··· MATERIAL PROVIDED

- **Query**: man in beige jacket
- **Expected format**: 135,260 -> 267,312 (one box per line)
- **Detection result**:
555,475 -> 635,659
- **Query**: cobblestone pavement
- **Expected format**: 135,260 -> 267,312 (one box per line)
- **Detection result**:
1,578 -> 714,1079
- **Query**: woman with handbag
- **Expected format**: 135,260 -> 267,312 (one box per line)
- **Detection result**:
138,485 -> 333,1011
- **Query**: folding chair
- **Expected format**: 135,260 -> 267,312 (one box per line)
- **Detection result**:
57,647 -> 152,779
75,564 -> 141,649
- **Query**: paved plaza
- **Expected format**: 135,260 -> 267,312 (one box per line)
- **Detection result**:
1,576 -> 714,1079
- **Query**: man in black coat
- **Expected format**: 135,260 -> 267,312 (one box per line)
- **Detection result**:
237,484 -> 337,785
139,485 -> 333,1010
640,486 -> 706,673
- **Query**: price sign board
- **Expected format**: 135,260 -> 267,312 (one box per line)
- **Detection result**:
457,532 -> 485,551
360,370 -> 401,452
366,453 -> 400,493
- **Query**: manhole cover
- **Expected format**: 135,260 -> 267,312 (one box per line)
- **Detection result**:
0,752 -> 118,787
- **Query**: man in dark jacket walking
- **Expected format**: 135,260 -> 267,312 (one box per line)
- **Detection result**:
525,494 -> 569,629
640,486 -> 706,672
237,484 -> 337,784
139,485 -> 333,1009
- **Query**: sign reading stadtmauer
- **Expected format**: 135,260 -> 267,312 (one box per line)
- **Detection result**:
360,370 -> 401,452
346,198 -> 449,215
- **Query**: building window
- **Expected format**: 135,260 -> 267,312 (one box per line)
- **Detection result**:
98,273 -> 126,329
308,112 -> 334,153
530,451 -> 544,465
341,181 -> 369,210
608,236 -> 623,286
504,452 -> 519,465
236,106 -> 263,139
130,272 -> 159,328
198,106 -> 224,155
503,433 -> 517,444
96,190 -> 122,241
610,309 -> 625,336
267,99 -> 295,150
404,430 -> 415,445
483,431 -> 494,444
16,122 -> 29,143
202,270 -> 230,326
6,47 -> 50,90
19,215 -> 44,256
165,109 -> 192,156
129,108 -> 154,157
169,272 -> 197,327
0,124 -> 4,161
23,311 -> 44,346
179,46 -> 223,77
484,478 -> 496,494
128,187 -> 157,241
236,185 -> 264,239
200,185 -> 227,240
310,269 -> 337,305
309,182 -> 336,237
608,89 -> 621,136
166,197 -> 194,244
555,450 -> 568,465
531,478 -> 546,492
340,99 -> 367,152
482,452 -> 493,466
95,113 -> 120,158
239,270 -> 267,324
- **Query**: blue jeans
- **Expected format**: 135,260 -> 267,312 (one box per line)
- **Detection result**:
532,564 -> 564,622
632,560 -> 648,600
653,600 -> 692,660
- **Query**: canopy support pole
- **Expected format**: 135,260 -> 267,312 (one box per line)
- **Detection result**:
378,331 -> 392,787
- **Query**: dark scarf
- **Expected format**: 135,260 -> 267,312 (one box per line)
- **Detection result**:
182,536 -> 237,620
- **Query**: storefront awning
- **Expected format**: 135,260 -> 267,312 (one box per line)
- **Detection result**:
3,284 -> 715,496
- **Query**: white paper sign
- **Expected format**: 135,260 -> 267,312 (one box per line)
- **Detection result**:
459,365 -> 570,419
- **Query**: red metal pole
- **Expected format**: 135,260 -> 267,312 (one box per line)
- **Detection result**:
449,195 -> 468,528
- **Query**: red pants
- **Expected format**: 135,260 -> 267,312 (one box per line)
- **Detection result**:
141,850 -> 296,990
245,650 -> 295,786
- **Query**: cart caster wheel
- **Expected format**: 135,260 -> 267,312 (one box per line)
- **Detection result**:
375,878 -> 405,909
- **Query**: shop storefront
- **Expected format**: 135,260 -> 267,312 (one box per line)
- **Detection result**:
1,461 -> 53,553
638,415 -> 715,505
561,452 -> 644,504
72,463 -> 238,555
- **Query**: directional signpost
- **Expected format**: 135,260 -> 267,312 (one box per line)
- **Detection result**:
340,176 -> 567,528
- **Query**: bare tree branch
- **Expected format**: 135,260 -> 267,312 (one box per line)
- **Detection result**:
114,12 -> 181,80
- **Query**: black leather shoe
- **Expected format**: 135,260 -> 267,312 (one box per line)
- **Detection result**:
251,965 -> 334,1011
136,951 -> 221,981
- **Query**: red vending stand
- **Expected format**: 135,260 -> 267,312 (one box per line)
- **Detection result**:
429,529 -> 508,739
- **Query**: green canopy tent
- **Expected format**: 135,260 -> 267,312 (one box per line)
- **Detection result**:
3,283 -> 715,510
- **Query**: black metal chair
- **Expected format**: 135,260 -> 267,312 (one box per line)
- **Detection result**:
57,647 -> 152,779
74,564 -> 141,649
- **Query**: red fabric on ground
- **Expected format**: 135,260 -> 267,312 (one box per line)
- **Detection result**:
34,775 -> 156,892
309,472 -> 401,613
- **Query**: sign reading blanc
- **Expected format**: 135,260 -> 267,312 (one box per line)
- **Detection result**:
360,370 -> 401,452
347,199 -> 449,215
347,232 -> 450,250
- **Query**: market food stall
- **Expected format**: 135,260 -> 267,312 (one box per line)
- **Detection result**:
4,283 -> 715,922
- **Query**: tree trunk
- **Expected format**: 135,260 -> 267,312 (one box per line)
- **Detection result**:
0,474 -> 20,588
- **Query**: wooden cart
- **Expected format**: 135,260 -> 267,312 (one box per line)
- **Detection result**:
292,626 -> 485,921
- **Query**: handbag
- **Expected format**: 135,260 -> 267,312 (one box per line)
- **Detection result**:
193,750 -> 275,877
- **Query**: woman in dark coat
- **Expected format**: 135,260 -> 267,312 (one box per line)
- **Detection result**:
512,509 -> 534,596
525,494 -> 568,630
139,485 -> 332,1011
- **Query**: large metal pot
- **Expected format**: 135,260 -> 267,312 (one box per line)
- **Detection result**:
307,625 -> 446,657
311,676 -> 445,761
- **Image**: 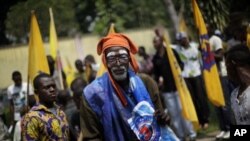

······

§ **WHAT THE TASK REQUIRES**:
Copy range, inclusive: the line holding "- **Query**: green canopy tent" to the line holding "- **Query**: market food stall". Reproduce exactly those lines of the records above and no others.

§ **YOUR SOLUTION**:
- **Query**: green canopy tent
- **Expected format**: 135,260 -> 267,312 (one box per line)
- **Detection result**:
3,283 -> 715,510
- **Query**: black metal chair
- **Expected format**: 135,260 -> 267,312 (one box per line)
- **Detection result**:
57,647 -> 152,779
74,564 -> 141,649
- **Query**: red fabric on ground
- **Expected format**: 135,260 -> 267,312 (one box per line)
- **Detection result**:
34,775 -> 156,892
309,472 -> 401,613
- **Query**: sign reading blanc
- **Expected format**: 135,260 -> 267,312 (one box per line)
- **Detection result**:
360,370 -> 401,452
347,199 -> 449,215
347,232 -> 450,250
- **Query**: market food stall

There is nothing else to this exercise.